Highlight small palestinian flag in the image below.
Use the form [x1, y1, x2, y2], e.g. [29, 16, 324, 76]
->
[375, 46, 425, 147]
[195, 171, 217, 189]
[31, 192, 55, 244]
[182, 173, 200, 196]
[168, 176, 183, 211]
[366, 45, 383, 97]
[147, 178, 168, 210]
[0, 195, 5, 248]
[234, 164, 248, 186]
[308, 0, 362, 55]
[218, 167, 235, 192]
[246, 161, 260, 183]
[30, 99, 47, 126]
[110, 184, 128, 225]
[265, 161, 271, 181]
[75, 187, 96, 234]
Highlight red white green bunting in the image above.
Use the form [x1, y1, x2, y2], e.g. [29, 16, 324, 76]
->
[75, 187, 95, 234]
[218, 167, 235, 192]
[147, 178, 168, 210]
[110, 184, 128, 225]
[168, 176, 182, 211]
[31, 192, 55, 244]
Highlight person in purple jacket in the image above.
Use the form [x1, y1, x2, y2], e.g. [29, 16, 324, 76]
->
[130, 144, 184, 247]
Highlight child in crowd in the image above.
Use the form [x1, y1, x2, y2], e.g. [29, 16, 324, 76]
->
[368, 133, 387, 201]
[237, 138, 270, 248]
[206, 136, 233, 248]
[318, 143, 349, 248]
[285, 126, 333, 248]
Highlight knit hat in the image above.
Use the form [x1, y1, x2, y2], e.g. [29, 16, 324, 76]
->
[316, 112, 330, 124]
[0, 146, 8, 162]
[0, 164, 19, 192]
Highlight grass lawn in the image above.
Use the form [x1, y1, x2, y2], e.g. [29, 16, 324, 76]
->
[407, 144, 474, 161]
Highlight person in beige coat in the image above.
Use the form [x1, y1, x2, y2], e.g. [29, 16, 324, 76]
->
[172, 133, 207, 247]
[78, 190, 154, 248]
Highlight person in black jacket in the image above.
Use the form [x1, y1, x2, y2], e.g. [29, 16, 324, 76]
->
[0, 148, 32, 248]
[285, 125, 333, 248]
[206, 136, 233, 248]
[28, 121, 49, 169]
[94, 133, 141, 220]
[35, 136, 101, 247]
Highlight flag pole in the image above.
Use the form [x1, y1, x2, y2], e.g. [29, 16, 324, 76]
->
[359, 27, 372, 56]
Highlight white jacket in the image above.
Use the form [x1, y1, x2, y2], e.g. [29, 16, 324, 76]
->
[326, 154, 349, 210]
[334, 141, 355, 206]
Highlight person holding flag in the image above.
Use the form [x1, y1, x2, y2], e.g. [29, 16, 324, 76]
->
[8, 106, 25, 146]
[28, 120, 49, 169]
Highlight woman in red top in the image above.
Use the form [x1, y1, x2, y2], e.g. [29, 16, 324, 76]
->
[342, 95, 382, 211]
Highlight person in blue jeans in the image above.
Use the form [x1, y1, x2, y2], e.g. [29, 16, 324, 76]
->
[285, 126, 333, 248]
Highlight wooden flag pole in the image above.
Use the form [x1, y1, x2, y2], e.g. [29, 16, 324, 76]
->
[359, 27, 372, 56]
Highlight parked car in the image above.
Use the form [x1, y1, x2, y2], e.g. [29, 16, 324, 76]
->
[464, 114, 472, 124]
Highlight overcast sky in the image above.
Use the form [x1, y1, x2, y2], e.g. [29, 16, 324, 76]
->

● **DIRECTIONS**
Among the lines of the material, find those holding the word "white" and return them.

● **COMPLETED EXERCISE**
Highlight red white green bunting in the image above.
Highlight white jacket in the image above.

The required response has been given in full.